▶ _Description of the task_:
From the post on institutional radicals, reproduce word for word the passage that begins with "Putting them in" and ends with "my upcoming book)".

▶ _Article_:
========

7 Habits of Institutional Radicals

In last week’s post I shared some thoughts on the habits of non-credentialed connectors. This week I want to explore the 7 habits of highly effective institutional radicals.

Between ’90 and the summer of ’92 I trained to be a Roman Catholic Priest. Two marriages and five children later, its clear that, that was not the life for me.

I’ve always taken the view that the word ‘celibate’ was a typo, they- whoever they are- really meant to say ‘celebrate’. It was a view that didn’t wash with my confreres, and so I left. On the day of leaving an older Priest said to me: “You know the great ones die, the good leave, and here we are…go well.” And he smiled, as did I, and that was that…

The experience taught me a lot about the limits of institutions, and so by the age of twenty I learned that the words ‘institutional’, and ‘radical’ do not easily sit together, nor should they. With the addition of a further twenty years and more to figure out what that might actually mean, here are some early thoughts (in the hope I have at least forty more years to mull on this).

In thinking about radicals who are themselves within the bounds of an institution, the person I would hold up as one of the most radical is Jerome Millar, I was first introduced to his work by John McKnight, who also considered Jerry to be a bone fide Radical.

Putting them in a Reformatory is the worst thing you could do to prevent kids from being recidivists. At its best it was still the worst thing. And so he came to realise that all this institutional reform misses the point. Radical thinking gets beyond institutional reform.  Jerry decided that the reformatory was the worst of all possible solutions so he closed down the state’s reformatories one by one, very quickly.

John McKnight (Extract from an interview in my upcoming book)

In the late ‘60s Jerry Miller was an Associate Professor of criminology in the School of Social Work at Ohio State University.He was well known for his radical views on reforming penitentiaries and reformatories for young people and adults alike. He was at his most vocal around the same time a series of scandals were breaking about the child abuse and brutality going on in the elven reformatories for young people in the State of Massachusetts.

========

▶ _Dataset excerpts_:
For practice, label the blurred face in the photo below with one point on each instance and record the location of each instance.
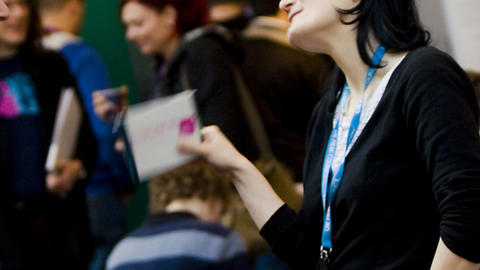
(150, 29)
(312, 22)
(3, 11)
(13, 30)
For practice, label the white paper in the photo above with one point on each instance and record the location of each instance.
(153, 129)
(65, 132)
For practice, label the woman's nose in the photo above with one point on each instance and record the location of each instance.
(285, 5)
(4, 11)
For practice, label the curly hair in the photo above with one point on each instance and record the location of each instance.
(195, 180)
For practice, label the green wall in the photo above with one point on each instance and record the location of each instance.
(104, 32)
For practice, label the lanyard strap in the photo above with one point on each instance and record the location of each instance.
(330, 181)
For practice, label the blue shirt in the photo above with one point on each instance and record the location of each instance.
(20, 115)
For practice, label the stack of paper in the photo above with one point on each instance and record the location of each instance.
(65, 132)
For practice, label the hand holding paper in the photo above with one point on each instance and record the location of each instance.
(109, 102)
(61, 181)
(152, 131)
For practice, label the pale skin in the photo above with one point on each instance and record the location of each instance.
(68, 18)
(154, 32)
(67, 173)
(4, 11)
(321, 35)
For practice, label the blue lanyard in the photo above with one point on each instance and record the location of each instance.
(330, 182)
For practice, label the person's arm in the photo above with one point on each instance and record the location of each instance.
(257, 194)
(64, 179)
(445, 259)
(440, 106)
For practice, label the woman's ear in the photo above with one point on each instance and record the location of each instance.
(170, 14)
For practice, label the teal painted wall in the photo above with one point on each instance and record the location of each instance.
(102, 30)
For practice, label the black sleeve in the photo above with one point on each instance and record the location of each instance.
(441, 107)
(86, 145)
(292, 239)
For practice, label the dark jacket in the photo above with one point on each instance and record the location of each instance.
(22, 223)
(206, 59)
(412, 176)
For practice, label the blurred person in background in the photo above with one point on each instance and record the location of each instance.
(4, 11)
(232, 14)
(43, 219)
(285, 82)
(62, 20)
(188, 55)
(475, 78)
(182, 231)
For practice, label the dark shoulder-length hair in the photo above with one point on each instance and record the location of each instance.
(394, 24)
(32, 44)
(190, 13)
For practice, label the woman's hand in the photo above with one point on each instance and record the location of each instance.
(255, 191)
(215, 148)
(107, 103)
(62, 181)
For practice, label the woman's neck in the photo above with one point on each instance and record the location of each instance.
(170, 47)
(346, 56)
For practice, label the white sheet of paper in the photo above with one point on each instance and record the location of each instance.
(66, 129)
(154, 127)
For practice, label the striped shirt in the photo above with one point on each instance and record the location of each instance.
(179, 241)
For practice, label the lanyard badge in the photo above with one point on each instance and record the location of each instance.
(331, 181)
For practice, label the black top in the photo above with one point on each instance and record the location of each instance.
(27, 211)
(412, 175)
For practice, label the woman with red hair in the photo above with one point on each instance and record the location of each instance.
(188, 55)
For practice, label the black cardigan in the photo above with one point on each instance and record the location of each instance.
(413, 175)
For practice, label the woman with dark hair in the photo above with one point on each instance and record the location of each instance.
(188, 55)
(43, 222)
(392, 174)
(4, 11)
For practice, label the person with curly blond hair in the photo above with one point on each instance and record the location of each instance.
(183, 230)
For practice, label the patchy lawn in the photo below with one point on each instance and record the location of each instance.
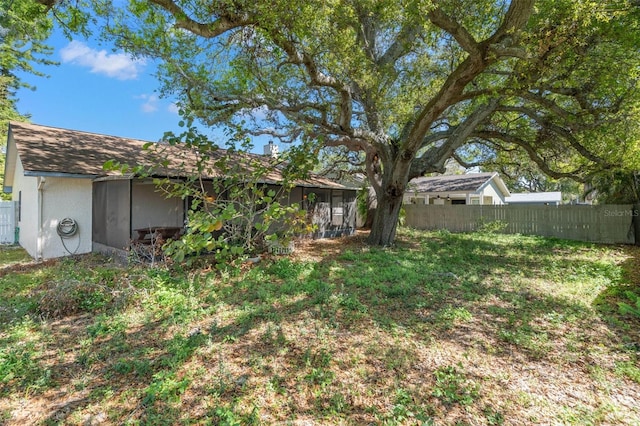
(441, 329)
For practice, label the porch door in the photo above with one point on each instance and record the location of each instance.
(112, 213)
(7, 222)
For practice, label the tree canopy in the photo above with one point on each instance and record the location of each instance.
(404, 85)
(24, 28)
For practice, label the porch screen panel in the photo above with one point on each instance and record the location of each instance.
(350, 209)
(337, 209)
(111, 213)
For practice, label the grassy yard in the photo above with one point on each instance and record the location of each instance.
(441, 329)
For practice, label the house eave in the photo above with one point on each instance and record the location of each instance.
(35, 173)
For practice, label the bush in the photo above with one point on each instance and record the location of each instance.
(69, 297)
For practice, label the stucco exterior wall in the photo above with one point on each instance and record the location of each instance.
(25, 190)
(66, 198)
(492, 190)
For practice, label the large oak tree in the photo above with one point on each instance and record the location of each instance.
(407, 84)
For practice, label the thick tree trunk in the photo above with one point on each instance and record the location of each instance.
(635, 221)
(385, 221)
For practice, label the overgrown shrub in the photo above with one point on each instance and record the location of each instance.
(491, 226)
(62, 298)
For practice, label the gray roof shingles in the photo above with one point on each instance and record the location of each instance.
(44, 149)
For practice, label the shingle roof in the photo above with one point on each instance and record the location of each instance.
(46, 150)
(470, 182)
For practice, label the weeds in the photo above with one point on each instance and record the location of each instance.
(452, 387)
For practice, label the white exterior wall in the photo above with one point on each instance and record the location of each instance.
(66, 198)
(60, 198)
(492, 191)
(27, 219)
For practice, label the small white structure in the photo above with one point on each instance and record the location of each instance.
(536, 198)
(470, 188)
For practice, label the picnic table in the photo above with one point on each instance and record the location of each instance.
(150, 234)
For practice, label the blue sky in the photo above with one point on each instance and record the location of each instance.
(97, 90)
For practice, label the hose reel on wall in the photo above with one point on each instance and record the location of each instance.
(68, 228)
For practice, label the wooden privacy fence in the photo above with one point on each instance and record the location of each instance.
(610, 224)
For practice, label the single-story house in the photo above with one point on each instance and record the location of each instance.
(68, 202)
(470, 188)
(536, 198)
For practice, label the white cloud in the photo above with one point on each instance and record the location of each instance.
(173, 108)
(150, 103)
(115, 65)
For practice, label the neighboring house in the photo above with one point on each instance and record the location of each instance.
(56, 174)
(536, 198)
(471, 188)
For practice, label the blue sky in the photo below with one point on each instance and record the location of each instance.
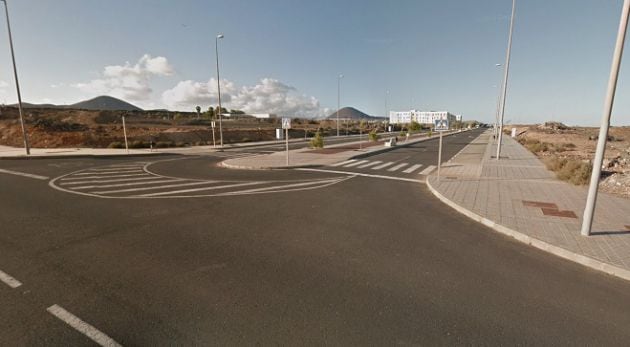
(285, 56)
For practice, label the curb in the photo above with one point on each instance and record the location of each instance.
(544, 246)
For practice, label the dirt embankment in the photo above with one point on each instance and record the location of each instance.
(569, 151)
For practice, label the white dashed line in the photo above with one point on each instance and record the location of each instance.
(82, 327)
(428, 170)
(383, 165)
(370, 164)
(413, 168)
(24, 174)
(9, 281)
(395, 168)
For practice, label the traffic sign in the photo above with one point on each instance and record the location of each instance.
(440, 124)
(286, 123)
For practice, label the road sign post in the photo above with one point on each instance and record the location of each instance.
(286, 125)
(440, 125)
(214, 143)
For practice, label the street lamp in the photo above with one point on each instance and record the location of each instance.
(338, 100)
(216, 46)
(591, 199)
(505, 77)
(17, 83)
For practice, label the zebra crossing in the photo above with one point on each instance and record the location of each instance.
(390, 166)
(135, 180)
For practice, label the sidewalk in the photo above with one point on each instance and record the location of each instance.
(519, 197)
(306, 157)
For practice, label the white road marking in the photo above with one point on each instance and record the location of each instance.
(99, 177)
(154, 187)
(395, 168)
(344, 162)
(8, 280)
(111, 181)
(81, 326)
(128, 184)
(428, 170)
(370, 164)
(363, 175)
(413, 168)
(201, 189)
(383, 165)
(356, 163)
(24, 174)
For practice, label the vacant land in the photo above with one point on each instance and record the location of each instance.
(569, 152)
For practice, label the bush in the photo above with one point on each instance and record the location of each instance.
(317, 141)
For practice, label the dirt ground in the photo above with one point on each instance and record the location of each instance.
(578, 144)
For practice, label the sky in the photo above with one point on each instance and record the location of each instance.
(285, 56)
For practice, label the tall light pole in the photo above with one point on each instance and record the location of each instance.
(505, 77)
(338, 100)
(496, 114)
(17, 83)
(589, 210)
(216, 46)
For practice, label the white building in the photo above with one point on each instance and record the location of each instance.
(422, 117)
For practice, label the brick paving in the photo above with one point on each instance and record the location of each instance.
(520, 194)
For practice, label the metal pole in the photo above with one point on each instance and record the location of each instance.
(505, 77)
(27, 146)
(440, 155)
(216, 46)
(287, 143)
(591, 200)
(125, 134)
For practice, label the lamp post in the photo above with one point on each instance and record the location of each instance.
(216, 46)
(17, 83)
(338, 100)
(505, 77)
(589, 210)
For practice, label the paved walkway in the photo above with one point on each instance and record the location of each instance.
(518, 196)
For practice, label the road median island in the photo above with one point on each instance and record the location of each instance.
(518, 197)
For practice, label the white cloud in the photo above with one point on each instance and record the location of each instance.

========

▶ _Correct result_:
Putting them in a Reformatory is the worst thing you could do to prevent kids from being recidivists. At its best it was still the worst thing. And so he came to realise that all this institutional reform misses the point. Radical thinking gets beyond institutional reform.  Jerry decided that the reformatory was the worst of all possible solutions so he closed down the state’s reformatories one by one, very quickly.

John McKnight (Extract from an interview in my upcoming book)